**TASKS TO PERFORM**
1. Reproduce a passage from the forum thread about Massoth auto-uncouplers: start at the words "I am glad to" and stop after the words "winner for Massoth.".
2. Turn the records, from the line containing "Task: set a pin on each instance of the bird's head." through the line containing "point(377, 236)", into a numbered list with no blank lines. Leave out the pictures.

**TEXT TO READ**
___
# Massoth auto-uncoupler review



## Cougar Rock Rail (Jan 2, 2008)

Hi guys,

I recently received my Massoth auto-uncouplers. Boy are they nice little units, typical Massoth with nice engineering, build quality and smooth operation. While they are designed for use with any decoder, adding them to a LGB locomotive with an onboard decoder is the easiest because all you have to do is mount the uncoupler and plug it in to the F1 socket on the circuit board. You then have to change CV51 to whatever button you want to trigger it with and away you go. 
I have both the Krois uncouplers and servo/Heyn style paddle uncouplers, and in my opinion this is a cleaner and better solution. It has the advantage over the Krois of being able to have double hook coupling, and the advantage over the servo style of being a much cleaner and less visible install. It's a little more pricey than the other options but in my opinion it's a premium well worth paying in the operation and satisfaction you get with it. 

Keith


----------



## mbendebba (Jan 22, 2011)

Hello Keith: 

I am glad to hear you have received your uncouplers and that you are happy with them. My personal experience with the product mirrors yours. They are selling very well everywhere, the first production batch is sold-out, the second batch is totally allocated, and a third batch is under consideration. This is definitely a winner for Massoth. 

Mohammed 
http://www.allaboutlgb.com


----------



## Cougar Rock Rail (Jan 2, 2008)

Yes there was a lot of pent up demand because everyone knows how well they worked on those little kof switchers. I am definitely going to get more of them.... 

Keith


----------



## mbendebba (Jan 22, 2011)

Keith: 

I sold-out within days from receiving my shipment, and I placed my second order barely in time. By the way, I think the price is reasonable, these uncouplers are less expensive than the uncouplers in the Kof switchers were in 1993. 


Mohammed 
http://www.allaboutlgb.com


----------



## VictorSpear (Oct 19, 2011)

Cougar,

Can you share some pics ? 

Danke

Victor


----------



## Cougar Rock Rail (Jan 2, 2008)

Hi Victor, 

Here is a good picture on the GBDB site: 

http://www.gbdb.info/details.php?im...;l=english 


And here is a short video I took of my installation--gives you the idea of how it works:

http://1stclass.mylargescale.com/co...oupler.MOV

Keith


----------



## Chip (Feb 11, 2008)

How does this perform on a very light weight car? 
Chip


----------



## Cougar Rock Rail (Jan 2, 2008)

How does this perform on a very light weight car?
___
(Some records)
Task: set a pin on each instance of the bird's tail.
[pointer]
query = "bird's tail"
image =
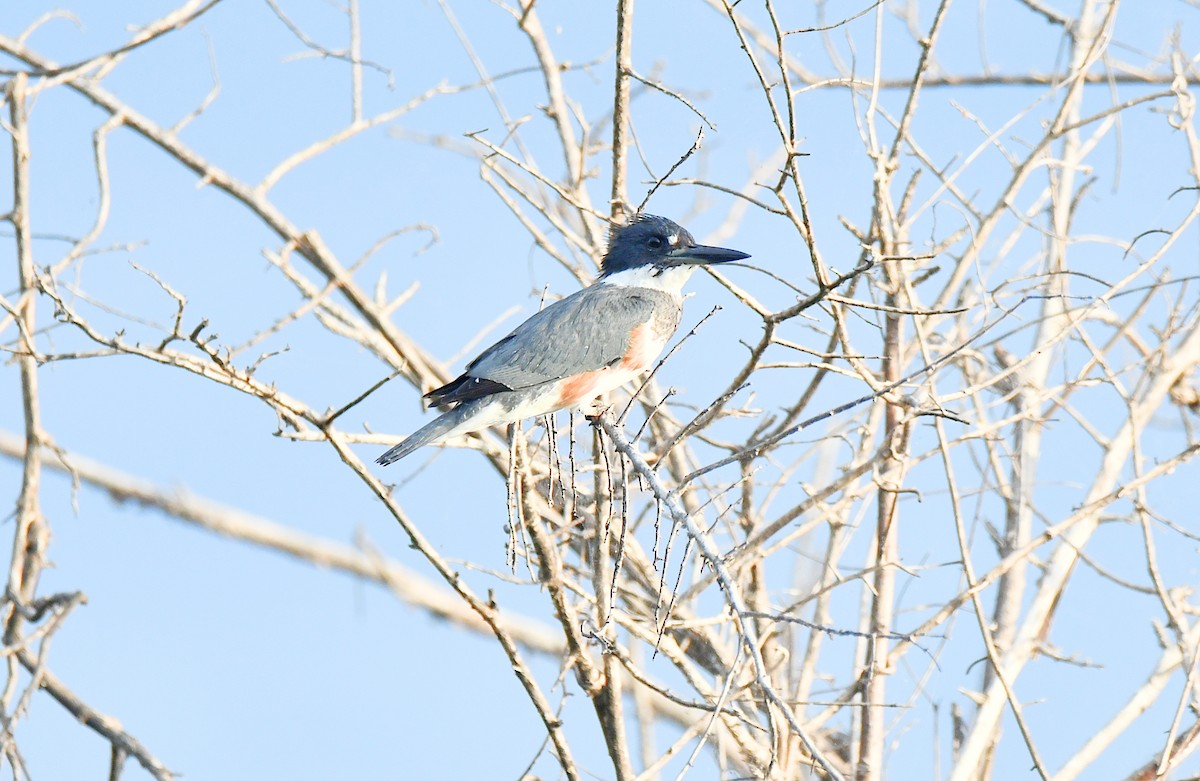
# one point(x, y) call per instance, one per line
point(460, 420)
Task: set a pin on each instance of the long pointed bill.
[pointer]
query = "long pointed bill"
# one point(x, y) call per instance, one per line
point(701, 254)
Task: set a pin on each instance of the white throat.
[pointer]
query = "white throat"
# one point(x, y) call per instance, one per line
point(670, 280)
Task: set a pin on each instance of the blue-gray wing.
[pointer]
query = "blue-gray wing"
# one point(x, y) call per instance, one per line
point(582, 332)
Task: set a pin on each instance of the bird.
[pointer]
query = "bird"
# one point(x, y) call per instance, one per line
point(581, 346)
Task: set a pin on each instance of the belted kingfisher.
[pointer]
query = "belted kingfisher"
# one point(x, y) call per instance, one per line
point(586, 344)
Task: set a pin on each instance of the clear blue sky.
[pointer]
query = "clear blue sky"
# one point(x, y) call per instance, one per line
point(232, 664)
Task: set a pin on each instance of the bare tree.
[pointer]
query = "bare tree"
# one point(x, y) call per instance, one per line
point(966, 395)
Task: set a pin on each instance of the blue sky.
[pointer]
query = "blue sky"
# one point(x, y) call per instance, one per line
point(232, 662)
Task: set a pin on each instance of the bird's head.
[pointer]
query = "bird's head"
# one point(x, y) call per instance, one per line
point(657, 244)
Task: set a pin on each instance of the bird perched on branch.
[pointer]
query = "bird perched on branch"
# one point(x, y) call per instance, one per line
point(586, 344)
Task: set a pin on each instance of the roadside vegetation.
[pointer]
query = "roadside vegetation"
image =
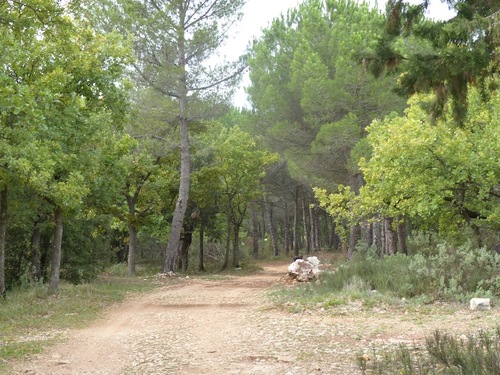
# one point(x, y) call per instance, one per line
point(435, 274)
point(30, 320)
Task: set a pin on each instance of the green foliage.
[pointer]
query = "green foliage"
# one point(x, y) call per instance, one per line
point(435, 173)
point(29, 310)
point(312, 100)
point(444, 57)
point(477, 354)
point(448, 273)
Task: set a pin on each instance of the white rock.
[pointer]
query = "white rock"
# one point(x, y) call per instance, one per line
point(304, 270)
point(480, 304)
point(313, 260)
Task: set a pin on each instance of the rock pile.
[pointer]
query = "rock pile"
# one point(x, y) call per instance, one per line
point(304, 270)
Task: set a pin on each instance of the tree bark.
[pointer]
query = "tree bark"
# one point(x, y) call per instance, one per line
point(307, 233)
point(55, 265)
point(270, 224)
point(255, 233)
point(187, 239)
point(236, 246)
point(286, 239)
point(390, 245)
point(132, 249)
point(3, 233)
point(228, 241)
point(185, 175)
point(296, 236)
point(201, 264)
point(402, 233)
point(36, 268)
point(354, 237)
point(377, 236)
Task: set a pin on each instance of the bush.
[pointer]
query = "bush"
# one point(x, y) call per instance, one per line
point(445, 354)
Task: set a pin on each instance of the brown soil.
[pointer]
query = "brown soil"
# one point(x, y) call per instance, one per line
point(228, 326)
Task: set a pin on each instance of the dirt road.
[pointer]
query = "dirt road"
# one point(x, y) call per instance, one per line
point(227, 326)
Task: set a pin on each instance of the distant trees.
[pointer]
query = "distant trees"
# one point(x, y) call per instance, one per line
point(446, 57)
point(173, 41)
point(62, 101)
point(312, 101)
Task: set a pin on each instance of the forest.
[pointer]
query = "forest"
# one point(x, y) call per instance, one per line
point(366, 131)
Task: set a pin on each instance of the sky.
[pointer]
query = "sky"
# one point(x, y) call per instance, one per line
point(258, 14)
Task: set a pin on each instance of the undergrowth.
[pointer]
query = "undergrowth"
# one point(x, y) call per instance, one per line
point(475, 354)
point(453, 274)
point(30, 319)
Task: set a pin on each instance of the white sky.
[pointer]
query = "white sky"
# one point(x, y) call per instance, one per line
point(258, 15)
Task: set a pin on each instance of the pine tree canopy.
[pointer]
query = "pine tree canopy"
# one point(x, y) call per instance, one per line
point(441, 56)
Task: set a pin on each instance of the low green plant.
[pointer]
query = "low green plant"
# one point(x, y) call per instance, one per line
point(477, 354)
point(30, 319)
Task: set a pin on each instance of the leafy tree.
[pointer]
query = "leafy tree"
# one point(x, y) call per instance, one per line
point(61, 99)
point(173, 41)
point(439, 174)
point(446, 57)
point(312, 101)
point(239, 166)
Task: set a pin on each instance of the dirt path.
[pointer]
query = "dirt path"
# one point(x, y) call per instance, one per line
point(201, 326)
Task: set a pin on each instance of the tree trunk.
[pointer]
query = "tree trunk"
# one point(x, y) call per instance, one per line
___
**RESULTS FOR THE EXERCISE**
1.
I am glad to hear you have received your uncouplers and that you are happy with them. My personal experience with the product mirrors yours. They are selling very well everywhere, the first production batch is sold-out, the second batch is totally allocated, and a third batch is under consideration. This is definitely a winner for Massoth.

2.
1. Task: set a pin on each instance of the bird's head.
2. [pointer]
3. query = "bird's head"
4. # one point(x, y) call per instance, one per line
5. point(657, 244)
6. Task: set a pin on each instance of the bird perched on branch.
7. [pointer]
8. query = "bird perched on branch"
9. # one point(x, y) call per instance, one per line
10. point(586, 344)
11. Task: set a pin on each instance of the roadside vegetation.
12. [pointer]
13. query = "roadside vegetation"
14. image =
15. # one point(x, y) call per instance, one per line
16. point(435, 274)
17. point(30, 320)
18. Task: set a pin on each instance of the green foliage.
19. [pointer]
20. query = "green foliage"
21. # one point(x, y) call per instance, one per line
22. point(435, 173)
23. point(29, 310)
24. point(312, 100)
25. point(444, 57)
26. point(477, 354)
27. point(448, 273)
28. Task: set a pin on each instance of the white rock.
29. [pointer]
30. query = "white rock"
31. # one point(x, y) call per instance, one per line
32. point(304, 270)
33. point(480, 304)
34. point(313, 260)
35. Task: set a pin on each instance of the rock pile.
36. [pointer]
37. query = "rock pile"
38. # one point(x, y) call per instance, one per line
39. point(304, 270)
40. Task: set a pin on each instance of the tree bark.
41. [pointer]
42. query = "tree bark"
43. # one point(x, y) call per instance, one per line
44. point(307, 233)
45. point(55, 265)
46. point(270, 224)
47. point(255, 233)
48. point(187, 239)
49. point(236, 246)
50. point(286, 239)
51. point(390, 245)
52. point(132, 249)
53. point(3, 233)
54. point(228, 241)
55. point(185, 175)
56. point(296, 236)
57. point(201, 264)
58. point(402, 233)
59. point(36, 268)
60. point(354, 237)
61. point(377, 236)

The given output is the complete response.